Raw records
BEGIN
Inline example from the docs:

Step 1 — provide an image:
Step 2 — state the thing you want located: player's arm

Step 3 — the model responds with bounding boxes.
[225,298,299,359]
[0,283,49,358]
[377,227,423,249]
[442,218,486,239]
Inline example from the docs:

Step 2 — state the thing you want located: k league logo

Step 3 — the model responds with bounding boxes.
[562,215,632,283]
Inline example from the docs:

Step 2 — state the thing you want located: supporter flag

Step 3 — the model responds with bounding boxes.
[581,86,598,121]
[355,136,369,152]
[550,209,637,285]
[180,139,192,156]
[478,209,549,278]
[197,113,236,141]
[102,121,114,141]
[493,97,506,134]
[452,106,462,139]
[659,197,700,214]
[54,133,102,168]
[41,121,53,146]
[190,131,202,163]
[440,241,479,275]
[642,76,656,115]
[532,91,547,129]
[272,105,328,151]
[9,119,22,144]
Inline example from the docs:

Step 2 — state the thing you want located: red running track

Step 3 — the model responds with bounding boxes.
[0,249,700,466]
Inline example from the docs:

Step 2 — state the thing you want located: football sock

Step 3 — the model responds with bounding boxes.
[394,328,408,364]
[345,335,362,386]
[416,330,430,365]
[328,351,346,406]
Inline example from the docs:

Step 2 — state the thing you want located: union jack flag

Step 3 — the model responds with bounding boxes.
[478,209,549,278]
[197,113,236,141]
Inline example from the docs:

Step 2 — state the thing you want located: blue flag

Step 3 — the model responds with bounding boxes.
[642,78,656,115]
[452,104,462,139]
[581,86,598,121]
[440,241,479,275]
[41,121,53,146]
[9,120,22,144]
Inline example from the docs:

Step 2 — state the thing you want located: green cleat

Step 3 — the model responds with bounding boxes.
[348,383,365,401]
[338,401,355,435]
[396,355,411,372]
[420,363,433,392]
END
REQUIRED WORK:
Rewrite the records from their start through the line containing "[442,218,486,239]", both ends included, keeping every line and request, but multiplying each bounding box coordinate by 0.6. Round each result to a whole number, with halves rounded up.

WRITTEN ANSWER:
Inline example from the docs:

Step 1 — provide an image:
Step 2 — state the thing you want located: player's arm

Step 3 — the model responds with bounding boxes.
[135,179,179,215]
[0,170,29,215]
[226,136,254,149]
[265,131,292,143]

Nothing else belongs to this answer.